● GIVEN RECORDS:

+++

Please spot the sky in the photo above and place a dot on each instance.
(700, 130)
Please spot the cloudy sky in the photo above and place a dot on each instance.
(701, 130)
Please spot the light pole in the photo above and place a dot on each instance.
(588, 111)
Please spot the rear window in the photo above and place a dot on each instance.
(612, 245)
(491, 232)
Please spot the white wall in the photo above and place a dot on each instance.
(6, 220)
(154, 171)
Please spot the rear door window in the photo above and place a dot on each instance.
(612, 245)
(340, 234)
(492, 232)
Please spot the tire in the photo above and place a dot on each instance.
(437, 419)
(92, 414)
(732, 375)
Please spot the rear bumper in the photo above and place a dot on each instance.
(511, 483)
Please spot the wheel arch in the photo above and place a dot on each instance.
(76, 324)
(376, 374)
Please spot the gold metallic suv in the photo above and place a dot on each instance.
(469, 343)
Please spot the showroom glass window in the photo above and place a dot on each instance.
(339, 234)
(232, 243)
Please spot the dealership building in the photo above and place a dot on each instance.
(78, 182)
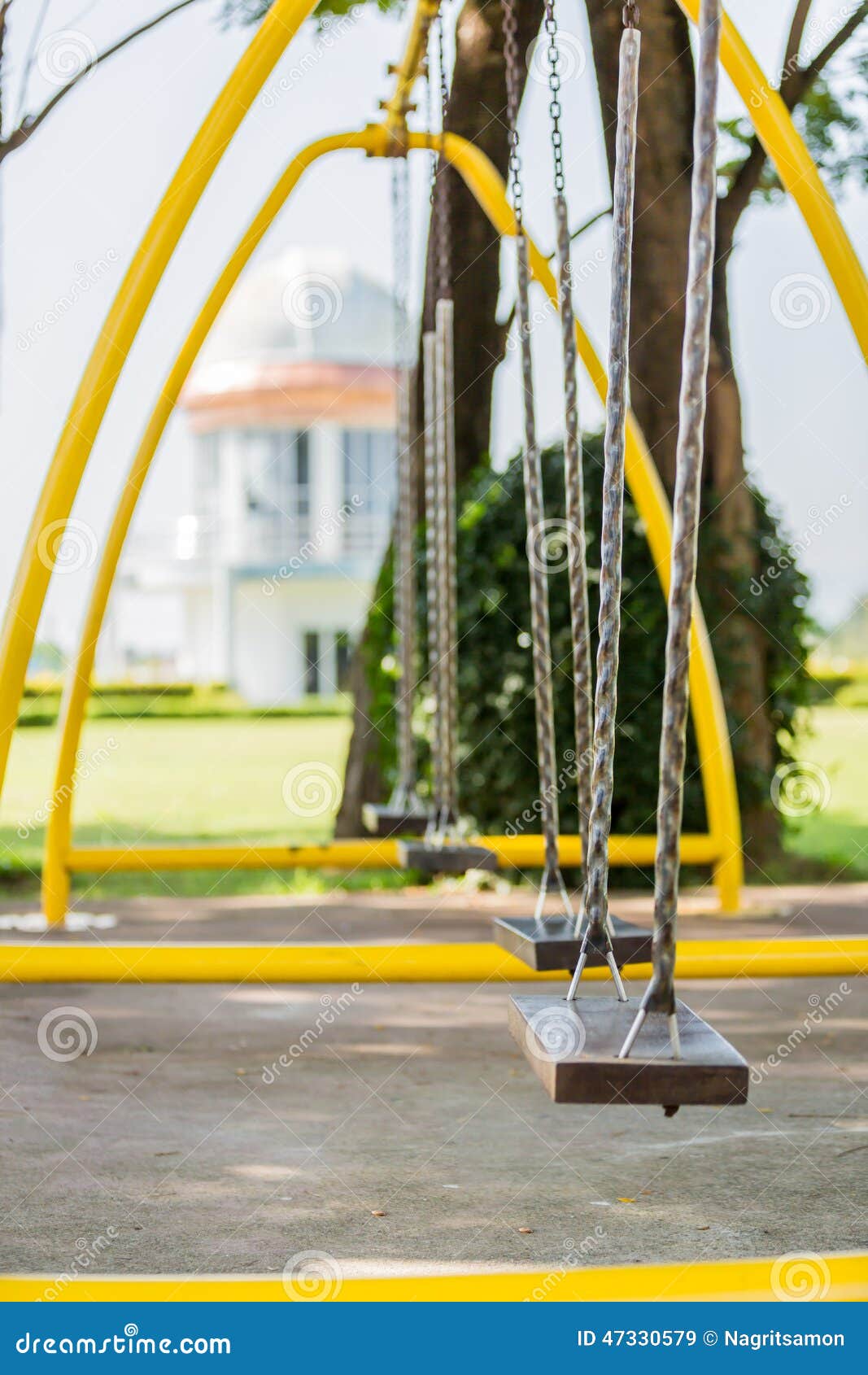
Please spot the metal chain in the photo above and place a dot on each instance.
(555, 91)
(605, 701)
(404, 563)
(661, 996)
(534, 505)
(513, 95)
(435, 669)
(577, 567)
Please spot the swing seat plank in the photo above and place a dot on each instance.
(573, 1046)
(551, 944)
(386, 821)
(451, 857)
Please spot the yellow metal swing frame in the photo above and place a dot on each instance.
(721, 847)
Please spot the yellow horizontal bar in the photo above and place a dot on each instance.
(461, 962)
(512, 851)
(757, 1281)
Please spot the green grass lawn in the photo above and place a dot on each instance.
(222, 779)
(838, 835)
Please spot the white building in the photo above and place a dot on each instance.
(267, 578)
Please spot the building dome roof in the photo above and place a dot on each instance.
(306, 306)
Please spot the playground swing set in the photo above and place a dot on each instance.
(585, 1050)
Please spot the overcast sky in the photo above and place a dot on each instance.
(76, 201)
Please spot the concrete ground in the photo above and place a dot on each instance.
(408, 1133)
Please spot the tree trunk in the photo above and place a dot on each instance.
(663, 168)
(478, 101)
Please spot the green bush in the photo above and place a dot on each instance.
(497, 771)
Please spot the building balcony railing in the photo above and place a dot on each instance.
(262, 541)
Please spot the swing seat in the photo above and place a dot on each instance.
(551, 944)
(574, 1046)
(384, 820)
(453, 857)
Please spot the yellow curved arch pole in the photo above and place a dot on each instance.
(116, 337)
(487, 186)
(58, 838)
(796, 169)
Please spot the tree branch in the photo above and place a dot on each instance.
(31, 123)
(794, 87)
(31, 59)
(796, 32)
(4, 10)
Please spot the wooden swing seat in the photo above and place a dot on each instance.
(451, 857)
(574, 1046)
(551, 944)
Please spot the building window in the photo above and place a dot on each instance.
(370, 470)
(342, 657)
(277, 468)
(312, 663)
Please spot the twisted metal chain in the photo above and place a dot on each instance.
(435, 669)
(404, 563)
(605, 701)
(577, 567)
(555, 95)
(534, 504)
(513, 95)
(661, 996)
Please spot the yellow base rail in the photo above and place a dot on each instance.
(835, 1277)
(464, 962)
(512, 851)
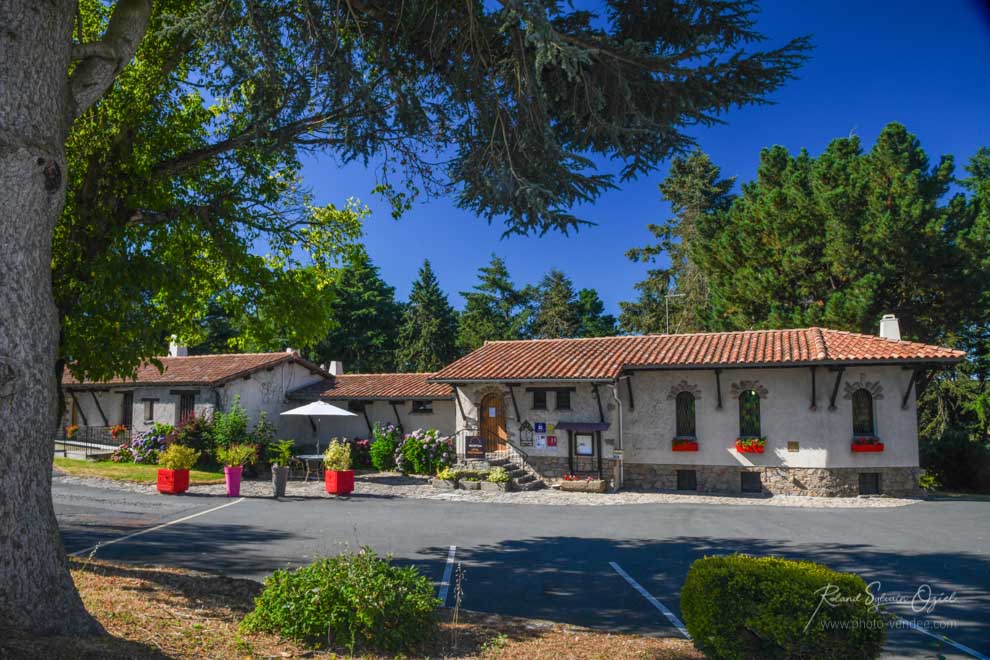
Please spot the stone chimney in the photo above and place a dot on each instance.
(177, 350)
(890, 328)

+++

● PROBLEM REQUIREMENTS: Output the data exactly as it appears. The pictures do not belong in it.

● EXERCISE SOLUTION:
Please spot the sky in the photo above and place a dot on each instance.
(700, 130)
Please spot the cloudy sky in the photo above and place a dot on each instance.
(701, 130)
Please spot the light pole in the photo above and place a dot on each instance.
(588, 111)
Please spot the rear window in the photo above and place a dot on each instance.
(612, 245)
(491, 232)
Please spot the white wall in the photo above and place a dot on each instance.
(6, 220)
(154, 171)
Please spot the rear door window in the photo above and place a dot on each instance.
(612, 245)
(340, 234)
(492, 232)
Please spot the tire in the photo above and place a dot on each instance.
(437, 419)
(92, 414)
(732, 375)
Please spot the rear bumper in the photo above and place a dot on each instance.
(511, 483)
Please spot the wheel arch in the photo above and place a dot on each instance.
(76, 324)
(376, 374)
Please spot the gold metallic suv in the photo above and place a dot on each instance.
(469, 343)
Please spot the showroom glass window in the photo above and place a dot on each instance.
(339, 234)
(232, 243)
Please spot the dealership building in the photo above and place a dot on each instance.
(78, 182)
Please spot the metal chain in the photo above and place a dot on each instance.
(555, 91)
(605, 701)
(404, 563)
(661, 996)
(534, 505)
(513, 95)
(435, 669)
(577, 567)
Please spot the swing seat plank in the photo above and place a dot on each instance.
(573, 1046)
(551, 944)
(386, 821)
(451, 857)
Please spot the yellow metal swing frame in the photo above and place a dot on each instance.
(721, 847)
Please spot the yellow horizontal bar in the photo above and place a dot on each instance.
(461, 962)
(512, 851)
(757, 1281)
Please spot the green grass lawn in the photo above and place a dot on each instance.
(222, 779)
(838, 835)
Please spot the white building in the photo above and place a dot on each instance.
(267, 578)
Please spot the building dome roof in the photo above and place a dot on each instance.
(306, 306)
Please spot the playground swing set in the photo above and place a dot on each instance.
(585, 1050)
Please spot the overcast sky in the photo above and place a dot on each instance.
(76, 201)
Please spot the concrete ground in the photo above and place a dot on each instance.
(408, 1133)
Please spot the tree trunk in the photo above and place a dot on each instance.
(663, 168)
(478, 101)
Please spot the green bush in the photo above and place a dot on each instance.
(497, 771)
Please spot the building balcony railing in the photo above and place a dot on each instance.
(262, 541)
Please spot the swing seat in the photo above and place a dot on each instance.
(551, 944)
(574, 1046)
(384, 820)
(453, 857)
Please spot the yellow curved arch pole in the photo above and place a dot on each instance.
(116, 337)
(487, 186)
(58, 838)
(796, 169)
Please spot the tree branch in the photo above and place a dot on each instance.
(31, 123)
(794, 87)
(31, 59)
(796, 32)
(4, 10)
Please spot the wooden swing seat in the photo above and place a dot on each instance.
(451, 857)
(574, 1046)
(551, 944)
Please spot the building window in the photo above and place a dot on each instance.
(370, 470)
(342, 657)
(277, 468)
(312, 663)
Please spot the twisted metal chain in the photo above and place a dot on each instance.
(435, 669)
(404, 563)
(605, 701)
(577, 567)
(555, 95)
(534, 504)
(513, 95)
(661, 996)
Please spot the yellow base rail in the photo above and place a dot on each instance.
(835, 1277)
(464, 962)
(512, 851)
Please spot the stone chimney in the photo above and place a dot on each instance.
(177, 350)
(890, 328)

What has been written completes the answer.